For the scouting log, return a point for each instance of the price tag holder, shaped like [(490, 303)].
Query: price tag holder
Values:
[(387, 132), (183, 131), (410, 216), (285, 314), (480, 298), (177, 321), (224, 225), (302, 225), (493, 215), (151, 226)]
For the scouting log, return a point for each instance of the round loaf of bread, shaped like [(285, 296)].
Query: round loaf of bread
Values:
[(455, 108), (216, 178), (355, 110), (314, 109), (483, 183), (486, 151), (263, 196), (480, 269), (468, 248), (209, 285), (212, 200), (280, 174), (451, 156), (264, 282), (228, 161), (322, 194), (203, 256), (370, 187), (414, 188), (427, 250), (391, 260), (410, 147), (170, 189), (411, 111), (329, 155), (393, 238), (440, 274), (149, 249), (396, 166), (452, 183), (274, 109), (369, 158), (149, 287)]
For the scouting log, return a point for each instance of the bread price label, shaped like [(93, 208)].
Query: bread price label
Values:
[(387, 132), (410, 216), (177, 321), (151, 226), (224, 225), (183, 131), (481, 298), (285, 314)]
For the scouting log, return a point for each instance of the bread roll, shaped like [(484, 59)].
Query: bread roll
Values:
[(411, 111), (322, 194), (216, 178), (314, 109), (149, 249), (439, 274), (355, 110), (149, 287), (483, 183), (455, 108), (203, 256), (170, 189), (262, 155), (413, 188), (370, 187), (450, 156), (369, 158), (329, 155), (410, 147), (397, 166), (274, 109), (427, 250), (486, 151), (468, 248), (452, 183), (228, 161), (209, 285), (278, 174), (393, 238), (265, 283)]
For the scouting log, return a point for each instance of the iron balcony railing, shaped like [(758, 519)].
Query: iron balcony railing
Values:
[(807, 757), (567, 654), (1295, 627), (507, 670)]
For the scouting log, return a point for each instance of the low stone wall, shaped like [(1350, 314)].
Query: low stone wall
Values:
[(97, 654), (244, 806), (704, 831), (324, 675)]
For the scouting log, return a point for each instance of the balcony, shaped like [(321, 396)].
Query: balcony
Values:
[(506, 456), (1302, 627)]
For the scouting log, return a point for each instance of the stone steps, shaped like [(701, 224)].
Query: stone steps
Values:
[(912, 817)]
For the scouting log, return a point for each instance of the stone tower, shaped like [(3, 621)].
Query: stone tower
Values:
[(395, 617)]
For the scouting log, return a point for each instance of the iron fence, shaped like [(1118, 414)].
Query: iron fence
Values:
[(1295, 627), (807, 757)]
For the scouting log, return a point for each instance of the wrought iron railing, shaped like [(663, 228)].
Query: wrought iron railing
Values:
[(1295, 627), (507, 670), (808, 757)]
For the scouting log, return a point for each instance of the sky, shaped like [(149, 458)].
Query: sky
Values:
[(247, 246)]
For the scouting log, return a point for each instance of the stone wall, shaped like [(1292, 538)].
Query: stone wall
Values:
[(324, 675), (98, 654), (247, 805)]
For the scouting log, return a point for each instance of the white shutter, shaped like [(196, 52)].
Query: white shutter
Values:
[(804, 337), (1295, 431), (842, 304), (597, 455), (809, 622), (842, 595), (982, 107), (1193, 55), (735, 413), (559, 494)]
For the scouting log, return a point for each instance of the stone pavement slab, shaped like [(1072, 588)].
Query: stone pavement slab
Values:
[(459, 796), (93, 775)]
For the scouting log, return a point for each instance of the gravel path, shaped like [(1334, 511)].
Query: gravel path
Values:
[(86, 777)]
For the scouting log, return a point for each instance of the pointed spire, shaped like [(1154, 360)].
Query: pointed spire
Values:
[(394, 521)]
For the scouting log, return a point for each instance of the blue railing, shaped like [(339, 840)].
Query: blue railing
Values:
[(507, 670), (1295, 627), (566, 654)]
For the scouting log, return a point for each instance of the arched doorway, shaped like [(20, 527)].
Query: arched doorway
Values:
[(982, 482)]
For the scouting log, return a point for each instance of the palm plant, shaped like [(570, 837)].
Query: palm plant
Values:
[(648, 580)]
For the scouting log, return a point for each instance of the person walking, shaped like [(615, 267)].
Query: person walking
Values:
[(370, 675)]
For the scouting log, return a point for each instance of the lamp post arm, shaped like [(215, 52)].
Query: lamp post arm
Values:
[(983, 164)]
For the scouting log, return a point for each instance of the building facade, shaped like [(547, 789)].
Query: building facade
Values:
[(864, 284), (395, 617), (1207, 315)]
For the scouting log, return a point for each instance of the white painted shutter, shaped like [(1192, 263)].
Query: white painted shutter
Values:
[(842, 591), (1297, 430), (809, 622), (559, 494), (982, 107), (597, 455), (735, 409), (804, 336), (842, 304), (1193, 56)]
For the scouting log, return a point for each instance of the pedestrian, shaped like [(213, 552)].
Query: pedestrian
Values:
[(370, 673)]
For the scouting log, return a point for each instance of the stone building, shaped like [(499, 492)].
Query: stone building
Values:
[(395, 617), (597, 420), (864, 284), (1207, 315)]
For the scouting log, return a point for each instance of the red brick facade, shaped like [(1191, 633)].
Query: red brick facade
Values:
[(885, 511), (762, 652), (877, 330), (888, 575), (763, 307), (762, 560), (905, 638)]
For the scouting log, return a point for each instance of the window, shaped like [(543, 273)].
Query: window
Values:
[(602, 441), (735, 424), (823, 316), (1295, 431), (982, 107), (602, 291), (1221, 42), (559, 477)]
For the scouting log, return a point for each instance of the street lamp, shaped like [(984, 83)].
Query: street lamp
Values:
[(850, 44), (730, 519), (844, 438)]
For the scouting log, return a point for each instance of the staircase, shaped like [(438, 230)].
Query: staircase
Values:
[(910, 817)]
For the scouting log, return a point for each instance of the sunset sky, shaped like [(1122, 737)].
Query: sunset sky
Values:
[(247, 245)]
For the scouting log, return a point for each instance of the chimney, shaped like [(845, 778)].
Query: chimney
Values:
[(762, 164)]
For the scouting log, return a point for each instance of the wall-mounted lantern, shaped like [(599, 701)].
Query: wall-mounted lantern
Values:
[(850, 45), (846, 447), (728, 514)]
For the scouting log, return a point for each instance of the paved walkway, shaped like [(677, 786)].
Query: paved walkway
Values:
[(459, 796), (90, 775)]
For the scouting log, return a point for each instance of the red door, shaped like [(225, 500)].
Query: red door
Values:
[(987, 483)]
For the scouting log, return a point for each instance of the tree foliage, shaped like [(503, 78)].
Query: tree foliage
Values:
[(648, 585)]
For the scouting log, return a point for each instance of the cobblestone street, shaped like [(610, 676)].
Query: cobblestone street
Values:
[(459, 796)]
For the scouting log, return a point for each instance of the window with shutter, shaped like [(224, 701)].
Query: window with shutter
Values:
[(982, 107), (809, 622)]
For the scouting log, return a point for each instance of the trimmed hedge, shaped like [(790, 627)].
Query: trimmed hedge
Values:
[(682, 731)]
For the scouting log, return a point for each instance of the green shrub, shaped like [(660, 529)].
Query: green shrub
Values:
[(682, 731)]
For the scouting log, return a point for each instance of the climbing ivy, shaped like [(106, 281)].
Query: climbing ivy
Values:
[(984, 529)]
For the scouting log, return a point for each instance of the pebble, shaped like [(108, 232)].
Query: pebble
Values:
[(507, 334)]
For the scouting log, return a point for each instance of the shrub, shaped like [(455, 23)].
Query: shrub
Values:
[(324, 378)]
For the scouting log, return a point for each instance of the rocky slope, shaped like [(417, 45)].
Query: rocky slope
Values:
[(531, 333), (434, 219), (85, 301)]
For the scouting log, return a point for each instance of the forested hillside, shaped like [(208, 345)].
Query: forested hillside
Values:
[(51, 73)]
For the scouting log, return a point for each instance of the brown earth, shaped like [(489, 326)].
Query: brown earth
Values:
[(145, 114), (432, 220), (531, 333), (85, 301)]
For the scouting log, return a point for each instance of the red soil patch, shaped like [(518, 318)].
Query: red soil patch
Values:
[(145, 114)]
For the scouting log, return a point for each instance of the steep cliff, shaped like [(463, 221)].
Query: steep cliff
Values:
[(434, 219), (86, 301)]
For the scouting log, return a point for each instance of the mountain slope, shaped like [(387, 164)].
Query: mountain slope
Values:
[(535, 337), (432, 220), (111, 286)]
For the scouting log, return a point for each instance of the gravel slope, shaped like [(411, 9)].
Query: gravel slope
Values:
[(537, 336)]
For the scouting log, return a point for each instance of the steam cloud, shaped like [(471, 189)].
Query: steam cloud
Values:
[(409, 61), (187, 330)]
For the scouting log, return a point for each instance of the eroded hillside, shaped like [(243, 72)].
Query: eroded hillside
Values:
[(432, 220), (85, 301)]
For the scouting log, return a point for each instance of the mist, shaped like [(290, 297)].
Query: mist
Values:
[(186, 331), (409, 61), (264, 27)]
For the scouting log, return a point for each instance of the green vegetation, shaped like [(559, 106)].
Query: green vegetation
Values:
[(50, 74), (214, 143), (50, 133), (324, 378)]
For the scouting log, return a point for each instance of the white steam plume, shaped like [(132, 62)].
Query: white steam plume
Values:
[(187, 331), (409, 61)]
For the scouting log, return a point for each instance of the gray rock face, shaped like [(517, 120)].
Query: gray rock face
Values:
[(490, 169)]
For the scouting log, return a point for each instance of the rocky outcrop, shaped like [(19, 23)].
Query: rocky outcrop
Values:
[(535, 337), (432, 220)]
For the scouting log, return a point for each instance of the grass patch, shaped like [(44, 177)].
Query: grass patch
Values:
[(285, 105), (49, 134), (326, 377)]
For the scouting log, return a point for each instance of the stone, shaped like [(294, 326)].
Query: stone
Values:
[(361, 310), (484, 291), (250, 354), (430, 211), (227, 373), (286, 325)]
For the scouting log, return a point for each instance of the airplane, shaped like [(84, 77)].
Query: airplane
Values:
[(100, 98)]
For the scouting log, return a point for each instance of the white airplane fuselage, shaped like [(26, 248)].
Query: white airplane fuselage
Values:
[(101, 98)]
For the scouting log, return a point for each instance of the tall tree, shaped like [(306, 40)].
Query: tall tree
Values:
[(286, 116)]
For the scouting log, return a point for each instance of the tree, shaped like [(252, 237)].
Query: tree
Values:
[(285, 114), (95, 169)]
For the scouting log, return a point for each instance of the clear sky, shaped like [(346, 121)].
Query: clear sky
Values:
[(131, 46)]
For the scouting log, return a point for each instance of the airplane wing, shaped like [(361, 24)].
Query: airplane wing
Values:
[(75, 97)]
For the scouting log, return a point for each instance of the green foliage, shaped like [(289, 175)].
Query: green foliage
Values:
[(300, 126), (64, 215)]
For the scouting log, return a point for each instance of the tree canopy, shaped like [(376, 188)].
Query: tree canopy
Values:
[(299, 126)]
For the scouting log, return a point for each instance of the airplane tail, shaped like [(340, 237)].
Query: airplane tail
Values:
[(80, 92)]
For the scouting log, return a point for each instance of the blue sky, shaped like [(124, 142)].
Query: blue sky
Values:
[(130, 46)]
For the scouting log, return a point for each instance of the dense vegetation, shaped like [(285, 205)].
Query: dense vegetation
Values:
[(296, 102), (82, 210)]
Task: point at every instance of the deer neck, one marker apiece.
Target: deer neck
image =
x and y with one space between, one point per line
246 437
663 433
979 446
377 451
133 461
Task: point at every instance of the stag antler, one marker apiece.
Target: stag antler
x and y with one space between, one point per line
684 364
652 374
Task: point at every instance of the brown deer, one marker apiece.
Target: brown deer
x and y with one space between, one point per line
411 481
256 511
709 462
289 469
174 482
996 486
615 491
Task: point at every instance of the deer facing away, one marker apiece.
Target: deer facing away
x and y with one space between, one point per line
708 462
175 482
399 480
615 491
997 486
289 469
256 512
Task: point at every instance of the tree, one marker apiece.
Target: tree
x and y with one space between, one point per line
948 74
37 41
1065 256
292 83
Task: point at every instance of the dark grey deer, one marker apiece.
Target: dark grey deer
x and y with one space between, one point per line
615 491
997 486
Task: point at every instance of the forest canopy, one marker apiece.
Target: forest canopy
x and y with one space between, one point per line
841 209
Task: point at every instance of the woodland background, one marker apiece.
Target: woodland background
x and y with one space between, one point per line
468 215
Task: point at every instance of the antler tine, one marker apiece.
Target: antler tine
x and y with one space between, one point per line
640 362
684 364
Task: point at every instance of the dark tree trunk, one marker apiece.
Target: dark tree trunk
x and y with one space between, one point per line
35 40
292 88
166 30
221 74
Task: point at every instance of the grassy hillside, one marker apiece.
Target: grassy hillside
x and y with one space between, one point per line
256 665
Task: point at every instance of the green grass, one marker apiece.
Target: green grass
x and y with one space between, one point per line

DIRECTION: Could you reproduce verbatim the lines from the one holding "like [(663, 228)]." through the one holding "[(1295, 627), (507, 670), (808, 757)]", inclusive?

EXERCISE RESPONSE:
For the scouting log, return a point for each instance of the wrought iron railing, shaped like [(663, 228)].
Query: wrought iron railing
Values:
[(1295, 627), (507, 670), (808, 757)]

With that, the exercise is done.